Współtworząc i prowadząc dużą organizację, jaką jest rodzina spółek należących do VIVE Group, opieramy nasze działania na silnych stronach każdego z nas. W naszej współpracy, objęte przez nas role w naturalny sposób odzwierciedlają nasze kompetencje i mocne strony. A te wzajemnie przenikają się i uzupełniają. Bertus jest wizjonerem, który patrzy na biznes z perspektywy kilku kroków naprzód. Wie, co będzie działo się z organizacją za kilka lat, w których kierunkach będzie podążała. Wizja przyszłości, by miała szansę stać się faktem, wymaga, by widzieć firmę tu i teraz. Tu z kolei wykorzystujemy moje mocne strony, czyli kompetencje strategiczne i procesowo-organizacyjne. Mąż wie, gdzie firma będzie za kilka lat, ja wiem jak tę wizję zamienić na strategię i jak zdefiniować i organizować procesy, aby założone w niej cele zostały osiągnięte. Oczywiście nie od razu wszystko działało – takie dopasowanie to po prostu praca. Współpraca przez te wszystkie lata pozwoliła nam wypracować nasz sposób współdziałania, w którym po partnersku oddajemy sobie wzajemnie te przestrzenie, w których jesteśmy najlepsi i inspirujemy się nawzajem. To jest także cecha nowoczesnego przywództwa. Duża samodzielność i zaoferowanie przestrzeni dają wszystkim szansę na wypracowanie własnego stylu w biznesie.

Mnie napędza do działania obserwowanie jak ludzie dzięki współpracy wzrastają. To, co nas tak pięknie różni – choćby naturalne cechy płci – jest dodatkowym paliwem rozwoju.

Czy według Ciebie fakt, że obecnie kobiety mogą coraz swobodniej pokazywać swoją ambicję i determinację, a mężczyźni mogą być bardziej emocjonalni i wrażliwi, pozytywnie wpływa na ich życie zawodowe?

Myślę, przede wszystkim, że to nasz świat się zmienił. Doceniamy różnorodność i dajemy sami sobie zgodę na bycie takimi osobami, jakimi się czujemy. Pokazywanie ambicji i determinacji przez kobiety jest tak samo naturalne jak emocjonalność i wrażliwość mężczyzn.

Chcę tu też podkreślić, że ta zmiana nie wydarzyła się sama z siebie. Zawdzięczamy ją m.in. świadomemu rodzicielstwu. Bez wątpienia o procesie kształtowania postaw należy myśleć już w kontekście wzrastania i rozwoju człowieka od najmłodszych lat. Tu rola rodziców jest fantastycznie komplementarna. Chcemy, by nasze dzieci wzrastały na osoby, które potrafią współpracować z innymi i wykorzystywać różnice pomiędzy ludźmi ku realizacji dobrego celu.

— Zapisane dane —
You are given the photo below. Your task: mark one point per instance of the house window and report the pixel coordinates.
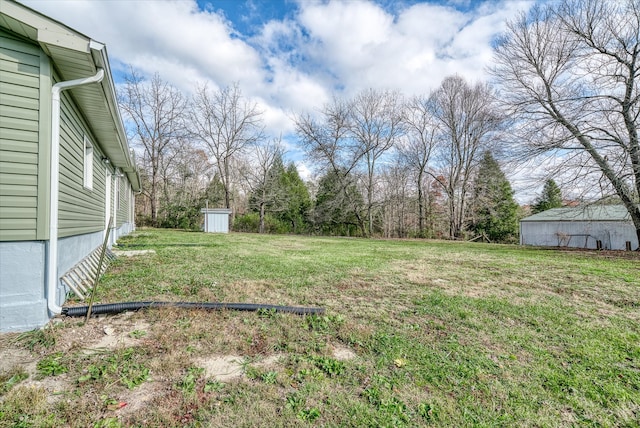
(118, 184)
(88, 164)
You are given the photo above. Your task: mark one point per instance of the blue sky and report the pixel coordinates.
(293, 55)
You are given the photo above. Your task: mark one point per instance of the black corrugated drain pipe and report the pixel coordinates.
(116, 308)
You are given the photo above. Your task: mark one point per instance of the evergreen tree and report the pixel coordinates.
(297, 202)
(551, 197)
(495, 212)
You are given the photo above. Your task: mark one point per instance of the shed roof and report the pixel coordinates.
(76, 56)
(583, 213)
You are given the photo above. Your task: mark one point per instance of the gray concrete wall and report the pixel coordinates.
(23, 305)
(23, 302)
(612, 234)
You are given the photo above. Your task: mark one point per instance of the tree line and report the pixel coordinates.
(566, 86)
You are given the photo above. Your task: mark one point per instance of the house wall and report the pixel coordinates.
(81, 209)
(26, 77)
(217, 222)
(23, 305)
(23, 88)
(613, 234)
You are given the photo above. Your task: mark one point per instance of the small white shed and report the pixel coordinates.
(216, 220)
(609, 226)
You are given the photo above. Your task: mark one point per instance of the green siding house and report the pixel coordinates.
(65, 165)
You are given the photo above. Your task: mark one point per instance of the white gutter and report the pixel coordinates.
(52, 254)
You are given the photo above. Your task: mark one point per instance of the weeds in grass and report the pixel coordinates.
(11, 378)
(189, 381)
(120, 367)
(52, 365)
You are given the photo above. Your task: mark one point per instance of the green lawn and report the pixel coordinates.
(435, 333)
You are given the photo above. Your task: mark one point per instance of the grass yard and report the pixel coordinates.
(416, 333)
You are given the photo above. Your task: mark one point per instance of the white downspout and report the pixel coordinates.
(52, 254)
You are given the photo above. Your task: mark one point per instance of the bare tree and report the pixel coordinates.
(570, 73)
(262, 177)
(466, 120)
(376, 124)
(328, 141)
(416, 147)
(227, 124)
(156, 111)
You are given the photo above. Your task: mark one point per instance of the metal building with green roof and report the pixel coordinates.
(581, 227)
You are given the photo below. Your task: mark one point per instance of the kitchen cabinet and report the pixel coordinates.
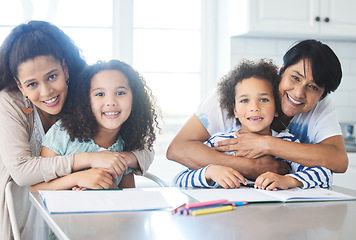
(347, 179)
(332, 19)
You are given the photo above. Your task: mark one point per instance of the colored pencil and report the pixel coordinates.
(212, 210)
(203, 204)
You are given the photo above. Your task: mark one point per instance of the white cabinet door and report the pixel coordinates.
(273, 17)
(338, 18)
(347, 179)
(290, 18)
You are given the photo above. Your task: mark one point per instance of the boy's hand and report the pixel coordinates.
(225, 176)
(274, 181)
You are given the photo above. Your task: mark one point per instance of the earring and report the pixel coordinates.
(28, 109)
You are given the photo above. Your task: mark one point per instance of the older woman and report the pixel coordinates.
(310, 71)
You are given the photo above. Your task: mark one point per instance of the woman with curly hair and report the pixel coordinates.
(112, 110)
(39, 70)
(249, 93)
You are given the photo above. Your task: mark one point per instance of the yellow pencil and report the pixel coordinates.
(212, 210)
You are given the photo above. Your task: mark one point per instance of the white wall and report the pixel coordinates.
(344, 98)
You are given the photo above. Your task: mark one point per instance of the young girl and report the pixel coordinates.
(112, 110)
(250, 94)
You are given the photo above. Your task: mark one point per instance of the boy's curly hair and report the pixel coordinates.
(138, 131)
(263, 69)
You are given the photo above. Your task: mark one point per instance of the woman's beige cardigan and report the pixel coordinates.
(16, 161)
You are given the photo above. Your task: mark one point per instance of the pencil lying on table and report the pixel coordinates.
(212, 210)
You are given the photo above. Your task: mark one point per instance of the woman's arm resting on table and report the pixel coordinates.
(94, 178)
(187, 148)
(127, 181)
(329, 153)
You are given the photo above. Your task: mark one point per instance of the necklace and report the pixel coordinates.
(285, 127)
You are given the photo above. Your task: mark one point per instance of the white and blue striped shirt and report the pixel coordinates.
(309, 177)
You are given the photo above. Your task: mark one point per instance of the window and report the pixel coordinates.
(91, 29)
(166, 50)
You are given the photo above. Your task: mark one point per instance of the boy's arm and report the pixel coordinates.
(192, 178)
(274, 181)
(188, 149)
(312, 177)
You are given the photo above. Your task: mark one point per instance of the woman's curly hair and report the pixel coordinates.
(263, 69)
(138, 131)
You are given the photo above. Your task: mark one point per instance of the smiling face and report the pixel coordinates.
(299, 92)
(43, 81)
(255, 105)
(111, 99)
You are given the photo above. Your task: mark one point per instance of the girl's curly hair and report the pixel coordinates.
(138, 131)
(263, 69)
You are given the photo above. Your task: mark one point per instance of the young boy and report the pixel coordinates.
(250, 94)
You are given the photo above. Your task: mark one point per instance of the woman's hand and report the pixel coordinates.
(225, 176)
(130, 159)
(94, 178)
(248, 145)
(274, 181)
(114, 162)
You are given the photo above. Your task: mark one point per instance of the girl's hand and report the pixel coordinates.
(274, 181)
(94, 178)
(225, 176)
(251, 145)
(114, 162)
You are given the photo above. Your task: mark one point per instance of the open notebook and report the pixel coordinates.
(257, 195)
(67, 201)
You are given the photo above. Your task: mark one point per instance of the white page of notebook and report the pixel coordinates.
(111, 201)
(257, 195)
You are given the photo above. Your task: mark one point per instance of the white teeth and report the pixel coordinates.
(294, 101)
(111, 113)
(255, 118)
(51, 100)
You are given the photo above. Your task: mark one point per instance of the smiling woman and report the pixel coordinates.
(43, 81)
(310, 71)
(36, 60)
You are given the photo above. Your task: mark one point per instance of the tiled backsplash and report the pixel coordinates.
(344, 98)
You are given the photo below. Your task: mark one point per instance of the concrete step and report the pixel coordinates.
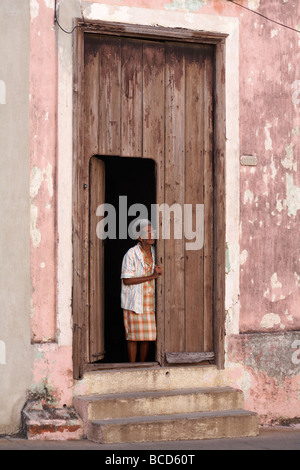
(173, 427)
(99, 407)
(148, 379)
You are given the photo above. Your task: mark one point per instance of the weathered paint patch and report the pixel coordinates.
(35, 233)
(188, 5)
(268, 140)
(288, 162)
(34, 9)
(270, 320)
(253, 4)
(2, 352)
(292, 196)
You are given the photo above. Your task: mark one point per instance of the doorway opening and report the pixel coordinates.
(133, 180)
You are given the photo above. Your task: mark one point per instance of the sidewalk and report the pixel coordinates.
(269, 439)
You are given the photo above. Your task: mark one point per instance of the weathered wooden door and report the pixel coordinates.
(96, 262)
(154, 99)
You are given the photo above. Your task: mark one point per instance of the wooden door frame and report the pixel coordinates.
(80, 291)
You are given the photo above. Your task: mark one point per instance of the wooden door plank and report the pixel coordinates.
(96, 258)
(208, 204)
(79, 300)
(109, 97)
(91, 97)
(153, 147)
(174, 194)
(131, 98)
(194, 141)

— Zadanie A —
Jak we fragmencie opisano Bertusa?
— Zadanie B —
Wskaż we wpisach wszystkie linie ze słowem „pencil” i przepisz je.

— Odpowiedź A —
Jako wizjonera, który patrzy na biznes z perspektywy kilku kroków naprzód.

— Odpowiedź B —
You are given the photo above. Your task: mark one point per instance of the colored pencil and report the pixel coordinates.
You are given the photo above. Your task: mark one point per instance of the yellow pencil and report the pixel coordinates.
You are given the photo above. Your task: mark one point per instance of the pencil lying on table and report the pixel coordinates.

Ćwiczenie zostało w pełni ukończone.